━━━ DATA ENTRIES ━━━

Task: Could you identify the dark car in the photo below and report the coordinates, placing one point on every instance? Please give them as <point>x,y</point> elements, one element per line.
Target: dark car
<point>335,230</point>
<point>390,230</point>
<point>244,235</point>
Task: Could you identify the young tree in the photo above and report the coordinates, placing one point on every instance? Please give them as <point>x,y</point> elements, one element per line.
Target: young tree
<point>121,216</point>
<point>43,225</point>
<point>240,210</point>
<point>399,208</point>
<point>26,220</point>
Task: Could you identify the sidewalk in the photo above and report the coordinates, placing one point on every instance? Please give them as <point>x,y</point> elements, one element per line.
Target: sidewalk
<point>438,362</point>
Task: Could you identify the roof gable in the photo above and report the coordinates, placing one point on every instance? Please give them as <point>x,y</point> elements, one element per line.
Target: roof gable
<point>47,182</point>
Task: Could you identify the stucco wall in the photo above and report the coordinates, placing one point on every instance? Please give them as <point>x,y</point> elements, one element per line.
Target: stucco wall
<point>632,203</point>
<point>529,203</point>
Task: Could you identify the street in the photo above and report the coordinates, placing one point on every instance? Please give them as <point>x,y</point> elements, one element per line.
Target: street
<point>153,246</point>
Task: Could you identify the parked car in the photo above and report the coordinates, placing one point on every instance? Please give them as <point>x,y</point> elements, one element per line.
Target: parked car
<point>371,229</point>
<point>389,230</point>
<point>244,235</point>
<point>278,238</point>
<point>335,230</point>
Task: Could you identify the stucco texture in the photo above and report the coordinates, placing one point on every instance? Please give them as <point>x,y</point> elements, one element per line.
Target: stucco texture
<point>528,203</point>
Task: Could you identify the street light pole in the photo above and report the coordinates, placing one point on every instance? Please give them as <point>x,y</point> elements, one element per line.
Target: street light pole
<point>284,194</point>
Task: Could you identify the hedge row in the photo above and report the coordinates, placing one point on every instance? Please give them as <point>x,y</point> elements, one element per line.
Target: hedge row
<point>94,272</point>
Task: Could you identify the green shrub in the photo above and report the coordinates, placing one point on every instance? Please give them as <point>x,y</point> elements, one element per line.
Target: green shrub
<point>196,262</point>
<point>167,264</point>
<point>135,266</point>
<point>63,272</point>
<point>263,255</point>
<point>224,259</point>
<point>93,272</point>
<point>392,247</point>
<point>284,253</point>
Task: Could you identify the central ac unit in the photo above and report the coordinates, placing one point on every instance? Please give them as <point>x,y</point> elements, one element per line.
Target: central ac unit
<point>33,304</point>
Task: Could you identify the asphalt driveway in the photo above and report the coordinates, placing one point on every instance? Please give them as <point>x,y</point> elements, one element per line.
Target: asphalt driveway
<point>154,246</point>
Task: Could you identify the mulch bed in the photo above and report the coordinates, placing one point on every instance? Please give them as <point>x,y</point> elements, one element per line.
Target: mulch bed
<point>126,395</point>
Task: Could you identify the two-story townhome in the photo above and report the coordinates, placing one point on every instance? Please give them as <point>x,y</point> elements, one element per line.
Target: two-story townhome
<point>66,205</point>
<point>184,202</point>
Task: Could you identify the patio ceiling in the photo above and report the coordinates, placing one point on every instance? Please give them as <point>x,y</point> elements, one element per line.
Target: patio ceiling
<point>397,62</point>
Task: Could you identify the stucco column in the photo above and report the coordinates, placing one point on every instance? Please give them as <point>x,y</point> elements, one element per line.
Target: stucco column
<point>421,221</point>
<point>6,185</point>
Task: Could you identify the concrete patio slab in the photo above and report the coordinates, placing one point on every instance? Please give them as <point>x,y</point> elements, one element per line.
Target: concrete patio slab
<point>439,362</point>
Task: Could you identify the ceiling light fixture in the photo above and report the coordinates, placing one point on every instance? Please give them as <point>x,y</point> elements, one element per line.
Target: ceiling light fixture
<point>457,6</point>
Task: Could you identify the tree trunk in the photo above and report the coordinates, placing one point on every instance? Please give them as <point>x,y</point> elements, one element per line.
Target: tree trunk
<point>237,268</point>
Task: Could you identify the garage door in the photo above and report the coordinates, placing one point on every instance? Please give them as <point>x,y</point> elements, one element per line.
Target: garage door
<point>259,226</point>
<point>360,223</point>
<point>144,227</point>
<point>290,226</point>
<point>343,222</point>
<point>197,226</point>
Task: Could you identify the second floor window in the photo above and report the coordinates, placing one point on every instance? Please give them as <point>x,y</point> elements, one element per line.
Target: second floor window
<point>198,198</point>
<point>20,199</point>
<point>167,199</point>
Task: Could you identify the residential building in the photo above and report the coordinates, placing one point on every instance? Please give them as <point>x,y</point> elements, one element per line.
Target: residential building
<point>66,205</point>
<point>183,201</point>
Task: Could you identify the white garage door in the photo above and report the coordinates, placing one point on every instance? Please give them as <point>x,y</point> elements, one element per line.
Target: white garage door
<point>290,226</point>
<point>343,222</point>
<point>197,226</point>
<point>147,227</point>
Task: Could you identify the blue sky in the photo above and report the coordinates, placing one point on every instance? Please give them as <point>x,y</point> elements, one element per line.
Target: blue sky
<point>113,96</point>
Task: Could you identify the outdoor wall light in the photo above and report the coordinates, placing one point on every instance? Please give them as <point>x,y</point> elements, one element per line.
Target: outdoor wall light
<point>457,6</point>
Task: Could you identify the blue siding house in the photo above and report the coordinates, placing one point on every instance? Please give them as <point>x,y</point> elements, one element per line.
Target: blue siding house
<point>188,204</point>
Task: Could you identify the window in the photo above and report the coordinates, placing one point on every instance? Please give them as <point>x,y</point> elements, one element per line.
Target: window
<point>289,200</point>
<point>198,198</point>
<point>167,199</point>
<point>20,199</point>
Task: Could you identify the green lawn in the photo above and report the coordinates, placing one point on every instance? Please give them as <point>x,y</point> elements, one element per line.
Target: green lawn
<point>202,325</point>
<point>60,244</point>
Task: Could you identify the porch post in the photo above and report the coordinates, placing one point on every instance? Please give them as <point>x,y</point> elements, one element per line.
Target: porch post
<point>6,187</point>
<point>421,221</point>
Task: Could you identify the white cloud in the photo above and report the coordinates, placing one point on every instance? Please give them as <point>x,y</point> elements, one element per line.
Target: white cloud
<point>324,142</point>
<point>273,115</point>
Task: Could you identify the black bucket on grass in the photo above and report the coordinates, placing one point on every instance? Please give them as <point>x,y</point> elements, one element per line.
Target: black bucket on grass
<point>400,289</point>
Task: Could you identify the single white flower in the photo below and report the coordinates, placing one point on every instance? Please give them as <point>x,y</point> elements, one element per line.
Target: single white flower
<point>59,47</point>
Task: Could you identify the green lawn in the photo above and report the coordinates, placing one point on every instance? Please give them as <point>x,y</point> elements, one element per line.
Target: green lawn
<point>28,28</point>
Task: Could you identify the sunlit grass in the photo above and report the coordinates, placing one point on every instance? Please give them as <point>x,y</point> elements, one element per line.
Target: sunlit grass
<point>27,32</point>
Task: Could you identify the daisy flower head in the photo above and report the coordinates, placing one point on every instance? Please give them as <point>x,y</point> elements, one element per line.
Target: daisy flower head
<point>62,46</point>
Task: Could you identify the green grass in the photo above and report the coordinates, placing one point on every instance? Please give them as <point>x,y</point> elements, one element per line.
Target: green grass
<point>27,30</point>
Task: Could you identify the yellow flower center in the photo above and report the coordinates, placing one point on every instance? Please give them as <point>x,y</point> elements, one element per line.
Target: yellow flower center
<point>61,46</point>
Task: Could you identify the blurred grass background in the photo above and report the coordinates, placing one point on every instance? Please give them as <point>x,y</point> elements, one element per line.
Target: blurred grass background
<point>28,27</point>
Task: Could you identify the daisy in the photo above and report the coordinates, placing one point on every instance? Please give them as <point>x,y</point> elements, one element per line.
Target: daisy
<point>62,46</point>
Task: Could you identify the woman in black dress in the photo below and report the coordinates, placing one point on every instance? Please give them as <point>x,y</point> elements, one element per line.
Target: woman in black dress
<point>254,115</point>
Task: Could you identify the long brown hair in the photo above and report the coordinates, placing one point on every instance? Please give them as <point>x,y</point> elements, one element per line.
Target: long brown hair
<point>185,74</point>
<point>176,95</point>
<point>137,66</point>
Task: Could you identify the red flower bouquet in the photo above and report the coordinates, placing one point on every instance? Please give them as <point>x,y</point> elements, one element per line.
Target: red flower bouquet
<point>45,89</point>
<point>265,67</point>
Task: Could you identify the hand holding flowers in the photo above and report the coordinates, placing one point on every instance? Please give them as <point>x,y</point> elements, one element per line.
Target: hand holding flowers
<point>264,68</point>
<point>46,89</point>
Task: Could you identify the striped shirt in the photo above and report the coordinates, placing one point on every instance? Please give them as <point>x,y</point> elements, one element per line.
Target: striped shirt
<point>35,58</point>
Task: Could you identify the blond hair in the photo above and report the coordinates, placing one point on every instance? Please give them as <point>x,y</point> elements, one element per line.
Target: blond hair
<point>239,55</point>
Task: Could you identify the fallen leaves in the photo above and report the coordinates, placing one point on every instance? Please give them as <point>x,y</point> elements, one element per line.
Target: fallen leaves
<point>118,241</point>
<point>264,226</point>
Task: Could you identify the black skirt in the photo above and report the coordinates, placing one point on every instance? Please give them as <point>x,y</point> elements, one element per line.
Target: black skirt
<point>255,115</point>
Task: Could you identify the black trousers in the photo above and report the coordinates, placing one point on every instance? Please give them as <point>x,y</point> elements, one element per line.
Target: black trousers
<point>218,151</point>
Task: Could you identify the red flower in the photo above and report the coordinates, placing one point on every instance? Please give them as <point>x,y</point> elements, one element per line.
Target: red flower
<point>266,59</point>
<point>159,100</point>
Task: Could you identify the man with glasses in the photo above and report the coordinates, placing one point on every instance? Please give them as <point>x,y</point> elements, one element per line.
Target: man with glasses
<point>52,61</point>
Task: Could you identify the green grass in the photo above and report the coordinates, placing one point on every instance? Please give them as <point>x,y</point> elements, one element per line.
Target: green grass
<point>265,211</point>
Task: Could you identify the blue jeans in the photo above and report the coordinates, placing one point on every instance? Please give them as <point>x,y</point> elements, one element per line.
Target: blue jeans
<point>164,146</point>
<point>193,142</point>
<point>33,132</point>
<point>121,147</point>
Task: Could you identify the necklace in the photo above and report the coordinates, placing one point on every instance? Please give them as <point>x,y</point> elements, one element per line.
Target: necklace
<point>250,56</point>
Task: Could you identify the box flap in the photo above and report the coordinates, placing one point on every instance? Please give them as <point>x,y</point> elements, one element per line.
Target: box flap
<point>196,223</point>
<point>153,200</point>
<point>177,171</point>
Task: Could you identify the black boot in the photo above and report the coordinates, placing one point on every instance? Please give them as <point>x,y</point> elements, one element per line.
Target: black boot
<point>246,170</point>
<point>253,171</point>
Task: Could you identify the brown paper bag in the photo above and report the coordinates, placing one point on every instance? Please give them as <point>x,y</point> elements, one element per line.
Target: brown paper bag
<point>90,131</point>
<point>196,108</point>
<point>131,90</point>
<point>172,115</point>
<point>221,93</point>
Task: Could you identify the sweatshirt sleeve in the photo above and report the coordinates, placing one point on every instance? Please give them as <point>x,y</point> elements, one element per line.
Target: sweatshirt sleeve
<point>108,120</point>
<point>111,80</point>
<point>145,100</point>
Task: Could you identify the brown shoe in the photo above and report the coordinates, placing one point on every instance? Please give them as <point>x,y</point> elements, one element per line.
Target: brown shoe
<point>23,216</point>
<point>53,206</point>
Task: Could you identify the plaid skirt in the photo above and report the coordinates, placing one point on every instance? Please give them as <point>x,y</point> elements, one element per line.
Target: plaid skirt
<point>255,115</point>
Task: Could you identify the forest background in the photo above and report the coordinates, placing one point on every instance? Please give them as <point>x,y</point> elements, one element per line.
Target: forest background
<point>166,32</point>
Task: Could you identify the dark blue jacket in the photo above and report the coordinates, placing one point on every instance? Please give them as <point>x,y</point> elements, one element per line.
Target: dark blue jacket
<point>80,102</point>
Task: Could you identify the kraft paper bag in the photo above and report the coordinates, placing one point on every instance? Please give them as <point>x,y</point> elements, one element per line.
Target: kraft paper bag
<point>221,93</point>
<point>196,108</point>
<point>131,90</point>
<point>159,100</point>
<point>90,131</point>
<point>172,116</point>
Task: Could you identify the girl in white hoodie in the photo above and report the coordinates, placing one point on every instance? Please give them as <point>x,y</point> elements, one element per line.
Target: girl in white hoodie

━━━

EXERCISE GOAL: Rewrite the material from its first line up to and including the line with "<point>390,230</point>", replacing "dark car" with "black car" and leaving everything else unchanged.

RESULT OF THIS EXERCISE:
Task: Could you identify the black car in the photo below and report the coordinates, placing one point on every instance? Please give them as <point>x,y</point> elements, one element per line.
Target: black car
<point>335,230</point>
<point>390,230</point>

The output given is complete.